• [GOAL]
Put every line of the records below into a Markdown table with the columns Row and Line, numbering each row and leaving out blank lines. Leave the pictures out of the answer.

• [INFORMATION GIVEN]
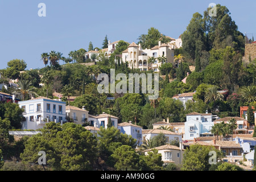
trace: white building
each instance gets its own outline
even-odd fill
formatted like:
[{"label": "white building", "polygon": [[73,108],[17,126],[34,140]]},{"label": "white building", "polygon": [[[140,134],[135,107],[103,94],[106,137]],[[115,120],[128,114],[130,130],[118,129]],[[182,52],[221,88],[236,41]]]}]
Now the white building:
[{"label": "white building", "polygon": [[166,142],[168,143],[171,140],[182,141],[182,135],[166,130],[152,129],[142,130],[142,137],[143,141],[149,140],[159,134],[163,134],[166,139]]},{"label": "white building", "polygon": [[46,123],[65,121],[66,103],[60,100],[39,97],[35,99],[18,102],[23,109],[25,121],[22,122],[23,130],[37,130],[43,128]]},{"label": "white building", "polygon": [[112,126],[117,128],[117,121],[118,118],[105,113],[96,115],[89,114],[88,121],[89,123],[94,127],[100,128],[102,126],[106,129],[109,122],[109,117],[110,118]]},{"label": "white building", "polygon": [[[166,44],[162,44],[159,41],[158,45],[151,49],[142,49],[141,44],[138,46],[133,42],[128,48],[123,51],[122,60],[123,63],[128,62],[130,68],[139,69],[141,71],[154,70],[159,71],[162,63],[159,61],[158,57],[166,57],[167,63],[173,63],[174,49]],[[154,63],[150,63],[148,59],[153,57]]]},{"label": "white building", "polygon": [[187,114],[185,122],[185,140],[193,140],[200,136],[212,136],[210,132],[214,125],[213,115],[211,113],[200,114],[193,112]]},{"label": "white building", "polygon": [[131,137],[137,139],[138,145],[142,144],[142,127],[129,122],[118,124],[118,129],[121,133],[131,135]]}]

• [EXERCISE ANSWER]
| Row | Line |
|---|---|
| 1 | trace: white building |
| 2 | each instance gets its own outline |
| 3 | even-odd fill |
| 4 | formatted like: |
| 5 | [{"label": "white building", "polygon": [[73,108],[17,126],[34,140]]},{"label": "white building", "polygon": [[[140,134],[135,107],[103,94],[106,137]],[[115,120],[128,114],[130,130],[118,129]],[[182,52],[221,88],[236,41]]]}] |
| 6 | Now the white building: |
| 7 | [{"label": "white building", "polygon": [[166,142],[168,143],[171,140],[182,141],[182,135],[166,130],[152,129],[142,130],[142,137],[143,141],[149,140],[159,134],[163,134],[166,139]]},{"label": "white building", "polygon": [[46,123],[65,121],[66,103],[60,100],[39,97],[35,99],[18,102],[23,109],[25,121],[22,122],[23,130],[37,130],[43,128]]},{"label": "white building", "polygon": [[112,126],[117,128],[117,121],[118,118],[105,113],[96,115],[89,114],[88,121],[89,123],[94,127],[100,128],[102,126],[106,129],[109,122],[109,117],[110,118]]},{"label": "white building", "polygon": [[[166,44],[162,44],[159,41],[158,45],[151,49],[142,49],[141,44],[138,46],[133,42],[128,48],[123,51],[122,60],[123,63],[128,62],[130,68],[139,69],[141,71],[154,70],[159,71],[162,63],[159,61],[158,57],[166,57],[167,63],[173,63],[174,49]],[[154,63],[150,63],[148,59],[153,57]]]},{"label": "white building", "polygon": [[187,114],[185,122],[185,140],[193,140],[200,136],[212,136],[210,132],[214,125],[213,115],[211,113],[200,114],[193,112]]},{"label": "white building", "polygon": [[131,137],[137,139],[138,145],[142,144],[142,127],[129,122],[118,124],[118,129],[121,133],[131,135]]}] |